» Work order A:
In the article below about Friedland's wages claim, why does it say the response to his comments was so heated?
» Work order B:
Return the passage of the article on Friedland's wages claim from "Johan Theron, spokesman" to "what they are.", copied word for word.

» Extracted text:
Friedland raises industry ire over wages claim – by David McKay ( – December 20, 2013)

[] – IVANHOE Mines president and flamboyant mining promoter, Robert Friedland, has raised the ire of his platinum industry counterparts in South Africa following comments to reporters that his company would outstrip wages paid to miners on his company’s Flatreef platinum project in South Africa by an “order of magnitude”.

“In a platinum mine in South Africa today, you have to crawl on your hands and knees on that broken rock for several hundred metres to get to the working phase,” Friedland said at a conference in a report by Reuters.

“It’s pretty claustrophobic, the men are working with muscle power, they are getting silicosis, they are breathing what they are drilling and they are tired of doing it for $12 (R120) a day. I don’t think they are going to do it for much longer, and I don’t think they should.”

“You have heard of blood diamonds for example, or Apple getting criticised for what people get paid, or you see Gap stores get worried for what people get paid in Bangladesh for sewing your clothing. Similarly it is just not viable to pay these workers $12 a day,” he said.

Johan Theron, spokesman for Impala Platinum (Implats) thinks the figures don’t add up. “I don’t know how this fortune hunter gets to R120/day,” he says.

“By my reckoning, with an 8% increase this year, we are paying a minimum underground basic wage of R5,940 per month at Implats and a surface basic rate of R5,332/month,” he says.

That’s just the basic however. It’s often misunderstood the extent to which other benefits are paid, and what they are.
Add to a surface workers’ guaranteed R5,940 per month an additional R444 holiday allowance, R2,000 in a living out allowance and a R861 pension. There are also medical aid contributions, shift allowances, overtime assistance, and production and safety incentives to factor into the salary equation. The monthly income is therefore closer to R8,637.

For underground occupations, the minimum guaranteed monthly remuneration is R9,394 per month, and R11,479/month for rock drill operators, says Theron.

A monthly income of R8,637 is about R254/day and at least R411/day if one considers the other elements – a stark contrast to Friedland’s estimate of R120/day he believes South African miners pay workers. And if Friedland is to pay an order of magnitude, the expectation is that Friedland’s Ivanhoe Mines will be paying R4,110/day or just over R83,000 per month.

The heated response to Friedland’s comments is that they come at a highly sensitive time for platinum miners. About three-quarters of the industry is facing disputes over wages which could materialise into strike action in the early months of 2014.

» Listed entries:
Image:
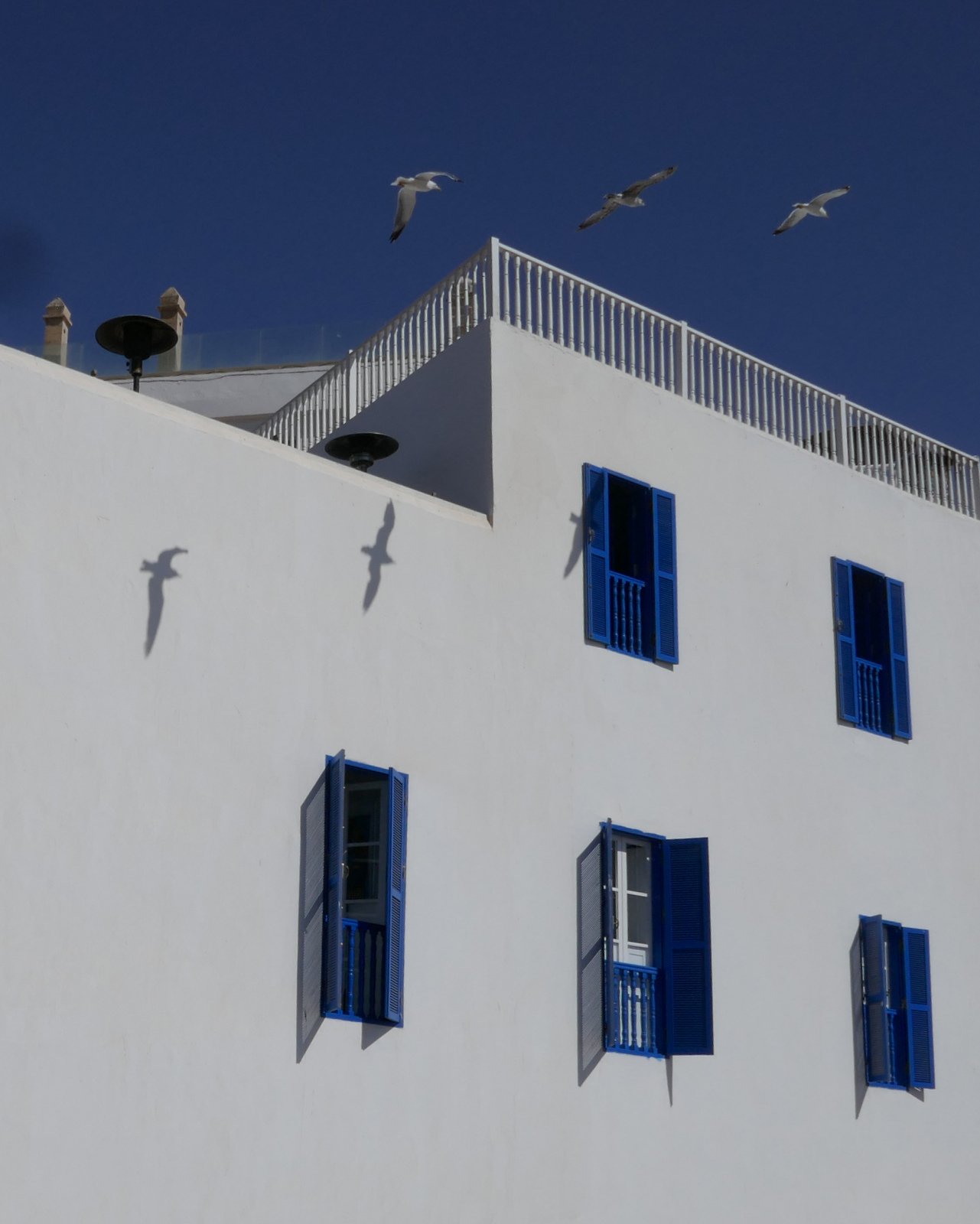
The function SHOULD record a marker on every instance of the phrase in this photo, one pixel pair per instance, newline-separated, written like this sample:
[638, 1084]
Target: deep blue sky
[245, 152]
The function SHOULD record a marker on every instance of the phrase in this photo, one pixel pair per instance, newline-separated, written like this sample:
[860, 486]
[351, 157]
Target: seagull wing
[794, 218]
[820, 201]
[402, 211]
[637, 187]
[597, 217]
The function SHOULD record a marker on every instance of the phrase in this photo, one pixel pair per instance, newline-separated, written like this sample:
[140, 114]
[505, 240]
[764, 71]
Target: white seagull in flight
[628, 199]
[409, 187]
[815, 208]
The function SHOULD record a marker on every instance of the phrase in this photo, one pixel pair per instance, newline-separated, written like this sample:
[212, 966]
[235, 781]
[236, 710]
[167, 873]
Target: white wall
[151, 819]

» Exercise answer A:
His comments came at a highly sensitive time for platinum miners. About three-quarters of the industry faced wage disputes that could turn into strikes in the early months of 2014.

» Exercise answer B:
Johan Theron, spokesman for Impala Platinum (Implats) thinks the figures don’t add up. “I don’t know how this fortune hunter gets to R120/day,” he says.

“By my reckoning, with an 8% increase this year, we are paying a minimum underground basic wage of R5,940 per month at Implats and a surface basic rate of R5,332/month,” he says.

That’s just the basic however. It’s often misunderstood the extent to which other benefits are paid, and what they are.